• [ASSIGNMENT]
Return the data that follows exactly, with each line intact.

• [THE DATA]
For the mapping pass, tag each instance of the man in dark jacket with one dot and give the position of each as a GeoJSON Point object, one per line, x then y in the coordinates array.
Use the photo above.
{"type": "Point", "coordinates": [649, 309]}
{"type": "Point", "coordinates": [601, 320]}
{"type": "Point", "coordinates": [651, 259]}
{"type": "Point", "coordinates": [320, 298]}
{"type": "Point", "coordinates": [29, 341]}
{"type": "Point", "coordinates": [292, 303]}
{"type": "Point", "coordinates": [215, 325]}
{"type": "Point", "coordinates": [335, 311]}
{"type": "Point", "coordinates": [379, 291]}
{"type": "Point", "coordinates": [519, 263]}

• [SOLUTION TO THIS PROBLEM]
For the mapping pass, tag each instance of the man in dark jacket with one dot and give the position of each as a GeoJSON Point object, one per line, x then y in the coordinates array.
Use the photo above.
{"type": "Point", "coordinates": [649, 309]}
{"type": "Point", "coordinates": [601, 320]}
{"type": "Point", "coordinates": [651, 259]}
{"type": "Point", "coordinates": [320, 298]}
{"type": "Point", "coordinates": [29, 341]}
{"type": "Point", "coordinates": [292, 303]}
{"type": "Point", "coordinates": [215, 325]}
{"type": "Point", "coordinates": [335, 311]}
{"type": "Point", "coordinates": [379, 291]}
{"type": "Point", "coordinates": [519, 263]}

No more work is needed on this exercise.